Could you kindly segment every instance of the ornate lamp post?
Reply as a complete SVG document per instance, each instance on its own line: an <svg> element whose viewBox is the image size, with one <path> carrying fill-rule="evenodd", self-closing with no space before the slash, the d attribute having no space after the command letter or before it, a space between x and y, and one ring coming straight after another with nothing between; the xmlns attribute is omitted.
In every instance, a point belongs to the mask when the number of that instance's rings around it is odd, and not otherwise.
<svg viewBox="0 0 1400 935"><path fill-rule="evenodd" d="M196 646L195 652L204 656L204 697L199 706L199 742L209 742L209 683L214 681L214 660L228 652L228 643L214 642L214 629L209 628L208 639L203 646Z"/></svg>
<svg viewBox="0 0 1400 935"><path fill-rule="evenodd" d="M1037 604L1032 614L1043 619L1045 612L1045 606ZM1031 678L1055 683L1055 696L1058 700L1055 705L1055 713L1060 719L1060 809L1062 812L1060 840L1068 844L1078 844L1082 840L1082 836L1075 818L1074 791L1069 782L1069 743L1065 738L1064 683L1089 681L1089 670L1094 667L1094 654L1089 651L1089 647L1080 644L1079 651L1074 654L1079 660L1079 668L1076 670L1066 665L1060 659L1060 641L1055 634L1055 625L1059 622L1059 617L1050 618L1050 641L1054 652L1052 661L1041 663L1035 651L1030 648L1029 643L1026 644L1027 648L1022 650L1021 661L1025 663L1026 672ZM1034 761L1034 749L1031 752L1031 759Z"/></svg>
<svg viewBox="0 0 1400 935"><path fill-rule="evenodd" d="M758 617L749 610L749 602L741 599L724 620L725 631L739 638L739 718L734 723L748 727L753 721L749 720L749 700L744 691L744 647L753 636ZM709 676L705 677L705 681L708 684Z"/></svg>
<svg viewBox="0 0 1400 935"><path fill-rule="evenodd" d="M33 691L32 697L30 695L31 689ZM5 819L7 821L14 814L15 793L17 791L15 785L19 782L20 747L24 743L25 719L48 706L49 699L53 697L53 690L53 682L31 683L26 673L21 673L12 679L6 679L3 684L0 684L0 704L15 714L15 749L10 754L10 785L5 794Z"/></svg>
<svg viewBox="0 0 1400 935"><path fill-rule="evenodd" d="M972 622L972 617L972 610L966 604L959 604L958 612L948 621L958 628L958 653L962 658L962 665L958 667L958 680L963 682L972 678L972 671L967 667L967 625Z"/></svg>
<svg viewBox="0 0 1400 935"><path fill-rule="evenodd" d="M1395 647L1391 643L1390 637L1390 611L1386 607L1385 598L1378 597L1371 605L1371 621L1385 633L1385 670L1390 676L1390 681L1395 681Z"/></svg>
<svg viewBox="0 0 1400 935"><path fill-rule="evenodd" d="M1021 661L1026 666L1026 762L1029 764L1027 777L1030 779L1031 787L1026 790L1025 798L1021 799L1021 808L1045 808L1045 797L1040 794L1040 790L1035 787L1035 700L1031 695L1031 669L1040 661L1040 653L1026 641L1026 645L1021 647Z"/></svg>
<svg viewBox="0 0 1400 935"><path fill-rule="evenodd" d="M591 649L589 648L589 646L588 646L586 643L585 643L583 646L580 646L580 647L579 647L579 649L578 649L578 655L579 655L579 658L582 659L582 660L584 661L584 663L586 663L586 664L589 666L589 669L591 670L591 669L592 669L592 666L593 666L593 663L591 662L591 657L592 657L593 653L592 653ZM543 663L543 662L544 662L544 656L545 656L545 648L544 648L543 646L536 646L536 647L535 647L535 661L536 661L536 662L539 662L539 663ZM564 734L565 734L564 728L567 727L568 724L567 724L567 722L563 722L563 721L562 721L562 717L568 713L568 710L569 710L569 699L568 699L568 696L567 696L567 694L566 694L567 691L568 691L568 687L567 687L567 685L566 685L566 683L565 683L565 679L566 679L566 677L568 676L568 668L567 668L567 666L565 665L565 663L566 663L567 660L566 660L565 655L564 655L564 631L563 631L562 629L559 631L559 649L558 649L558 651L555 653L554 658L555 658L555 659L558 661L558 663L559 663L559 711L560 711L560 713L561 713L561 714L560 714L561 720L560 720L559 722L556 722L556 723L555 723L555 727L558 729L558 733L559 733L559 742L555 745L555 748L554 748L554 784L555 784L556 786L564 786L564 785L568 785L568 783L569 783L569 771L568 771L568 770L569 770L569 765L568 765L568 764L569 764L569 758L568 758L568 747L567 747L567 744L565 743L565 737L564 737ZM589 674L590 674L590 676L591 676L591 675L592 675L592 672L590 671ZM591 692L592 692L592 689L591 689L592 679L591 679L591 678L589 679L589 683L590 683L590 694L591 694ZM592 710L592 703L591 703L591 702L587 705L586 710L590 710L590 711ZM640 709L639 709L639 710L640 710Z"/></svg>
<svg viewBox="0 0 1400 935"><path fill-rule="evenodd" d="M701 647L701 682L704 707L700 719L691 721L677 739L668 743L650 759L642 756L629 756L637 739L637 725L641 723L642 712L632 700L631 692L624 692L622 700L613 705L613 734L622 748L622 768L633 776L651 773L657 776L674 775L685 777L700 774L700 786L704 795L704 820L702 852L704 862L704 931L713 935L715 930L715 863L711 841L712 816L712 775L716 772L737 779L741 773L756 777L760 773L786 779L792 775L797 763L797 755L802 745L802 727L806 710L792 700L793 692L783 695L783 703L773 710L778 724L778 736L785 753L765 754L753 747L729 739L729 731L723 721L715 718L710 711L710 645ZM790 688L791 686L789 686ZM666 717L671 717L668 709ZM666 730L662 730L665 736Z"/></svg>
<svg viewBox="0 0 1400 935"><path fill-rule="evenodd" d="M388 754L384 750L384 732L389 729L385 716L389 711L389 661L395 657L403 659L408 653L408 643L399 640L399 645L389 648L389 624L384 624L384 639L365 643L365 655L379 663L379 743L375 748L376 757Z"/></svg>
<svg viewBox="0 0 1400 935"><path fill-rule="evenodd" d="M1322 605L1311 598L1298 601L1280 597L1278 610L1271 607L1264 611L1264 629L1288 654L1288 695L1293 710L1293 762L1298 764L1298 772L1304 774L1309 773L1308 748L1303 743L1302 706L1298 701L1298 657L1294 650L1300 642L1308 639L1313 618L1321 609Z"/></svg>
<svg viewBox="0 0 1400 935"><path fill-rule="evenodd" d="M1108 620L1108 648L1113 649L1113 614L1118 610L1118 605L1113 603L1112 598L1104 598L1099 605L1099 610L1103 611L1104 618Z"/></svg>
※ ※ ※
◆ AIM OF THE EXERCISE ◆
Could you reproduce every record above exactly as it stands?

◆ RESULT ◆
Could you kindly segment every instance of the ornate lamp post?
Reply as a complete SVG document per instance, each instance on its own line: an <svg> element whose viewBox is the image size, with one <path> carrying fill-rule="evenodd", self-closing with no space before the slash, the d attribute having no space after the command letter or before it, a space between x and y, and one ring coming straight after another with nothing between; the xmlns attribute is omitted.
In every instance, a point belongs to the mask when the number of that instance's rings around it is odd, and not otherwise.
<svg viewBox="0 0 1400 935"><path fill-rule="evenodd" d="M196 646L195 652L204 656L204 697L199 706L199 742L209 742L209 683L214 681L214 660L228 652L228 643L214 642L214 629L209 628L208 639L203 646Z"/></svg>
<svg viewBox="0 0 1400 935"><path fill-rule="evenodd" d="M1037 604L1032 614L1043 619L1045 612L1045 606ZM1031 678L1055 683L1055 696L1058 700L1055 705L1055 713L1060 719L1060 809L1062 812L1060 840L1068 844L1078 844L1082 840L1082 836L1075 818L1074 791L1069 782L1069 743L1065 738L1064 683L1089 681L1089 670L1094 667L1094 654L1089 651L1089 647L1080 644L1079 651L1074 654L1079 660L1079 668L1076 670L1066 665L1060 659L1060 641L1055 634L1055 625L1059 622L1059 617L1050 618L1050 641L1054 652L1052 661L1041 663L1035 651L1030 648L1029 643L1026 644L1027 648L1022 650L1021 661L1025 663L1026 672ZM1034 761L1034 749L1031 752L1031 759Z"/></svg>
<svg viewBox="0 0 1400 935"><path fill-rule="evenodd" d="M758 617L749 610L749 602L741 599L724 620L725 631L739 638L739 718L734 723L748 727L753 721L749 720L749 700L744 691L744 647L753 636ZM709 676L705 677L705 681L708 684Z"/></svg>
<svg viewBox="0 0 1400 935"><path fill-rule="evenodd" d="M33 691L32 697L30 695L31 689ZM5 819L7 821L14 814L15 793L17 791L15 785L19 782L20 747L24 743L25 719L48 706L49 699L53 697L53 690L53 682L31 683L26 673L21 673L12 679L6 679L3 684L0 684L0 704L15 714L15 749L10 754L10 785L5 794Z"/></svg>
<svg viewBox="0 0 1400 935"><path fill-rule="evenodd" d="M972 622L972 617L972 610L966 604L959 604L958 612L948 621L958 628L958 653L962 658L962 665L958 667L958 680L963 682L972 678L972 671L967 667L967 625Z"/></svg>
<svg viewBox="0 0 1400 935"><path fill-rule="evenodd" d="M1395 647L1391 643L1390 637L1390 611L1386 607L1385 598L1378 597L1371 605L1371 621L1385 633L1385 670L1390 676L1390 681L1395 681Z"/></svg>
<svg viewBox="0 0 1400 935"><path fill-rule="evenodd" d="M1021 661L1026 666L1026 762L1029 764L1027 777L1030 779L1031 787L1026 790L1025 798L1021 799L1021 808L1045 808L1045 797L1040 794L1040 790L1035 787L1035 700L1031 695L1031 669L1040 661L1040 653L1026 641L1026 645L1021 647Z"/></svg>
<svg viewBox="0 0 1400 935"><path fill-rule="evenodd" d="M591 649L589 648L589 646L588 646L586 643L585 643L583 646L580 646L580 647L579 647L579 649L578 649L578 655L579 655L579 658L582 659L582 660L584 661L584 663L586 663L586 664L589 666L589 669L591 670L591 669L592 669L592 666L593 666L593 663L591 662L591 657L592 657L593 653L592 653ZM543 663L543 662L544 662L544 656L545 656L545 648L544 648L543 646L536 646L536 647L535 647L535 661L536 661L536 662L539 662L539 663ZM564 734L565 734L564 728L567 727L568 724L567 724L567 722L563 722L563 721L562 721L562 717L568 713L568 710L569 710L569 699L568 699L568 696L567 696L567 694L566 694L567 691L568 691L568 687L567 687L567 685L566 685L566 683L565 683L565 679L566 679L566 677L568 676L568 668L567 668L567 666L565 665L565 663L566 663L567 660L566 660L565 655L564 655L564 631L563 631L562 629L559 631L559 649L558 649L558 651L555 653L554 658L555 658L555 659L558 661L558 663L559 663L559 711L560 711L560 713L561 713L561 714L560 714L561 720L560 720L559 722L556 722L556 723L555 723L555 727L558 729L558 733L559 733L559 742L555 745L555 748L554 748L554 784L555 784L556 786L564 786L564 785L568 785L568 783L569 783L569 771L568 771L568 770L569 770L569 765L568 765L568 764L569 764L569 758L568 758L568 747L567 747L567 744L565 743L565 737L564 737ZM589 674L590 674L590 676L591 676L591 675L592 675L592 672L590 671ZM591 692L592 692L592 689L591 689L592 679L591 679L591 678L589 679L589 683L590 683L590 694L591 694ZM592 710L592 703L591 703L591 702L587 705L586 710L590 710L590 711ZM640 709L639 709L639 710L640 710Z"/></svg>
<svg viewBox="0 0 1400 935"><path fill-rule="evenodd" d="M701 647L701 682L704 707L700 719L691 721L677 739L668 743L650 759L642 756L629 756L637 739L637 725L641 723L642 712L632 700L631 692L624 692L622 700L613 705L613 734L622 748L622 768L633 776L651 773L657 776L674 775L685 777L700 774L700 786L704 795L704 820L702 852L704 862L704 931L713 935L715 930L715 863L711 841L712 816L712 775L716 772L737 779L741 773L756 777L760 773L786 779L792 775L797 763L797 755L802 745L802 727L806 710L792 700L793 692L783 695L783 703L773 710L778 724L778 736L785 753L765 754L753 747L729 739L729 731L723 721L715 718L710 711L710 645ZM790 688L791 686L789 686ZM666 717L671 717L668 709ZM666 730L662 730L665 736Z"/></svg>
<svg viewBox="0 0 1400 935"><path fill-rule="evenodd" d="M388 754L384 750L384 732L389 729L385 716L389 711L389 661L395 657L403 659L408 653L408 643L399 640L399 645L389 648L389 624L384 624L384 639L365 643L365 655L379 663L379 743L375 748L376 757Z"/></svg>
<svg viewBox="0 0 1400 935"><path fill-rule="evenodd" d="M1322 605L1311 598L1298 601L1280 597L1278 610L1271 607L1264 611L1264 629L1288 654L1288 695L1293 710L1293 762L1298 764L1298 772L1304 774L1309 773L1308 748L1303 743L1302 706L1298 701L1298 657L1294 650L1300 642L1308 639L1313 618L1321 609Z"/></svg>
<svg viewBox="0 0 1400 935"><path fill-rule="evenodd" d="M1108 620L1108 648L1113 649L1113 614L1118 610L1118 605L1113 603L1112 598L1104 598L1099 605L1099 610L1103 611L1104 618Z"/></svg>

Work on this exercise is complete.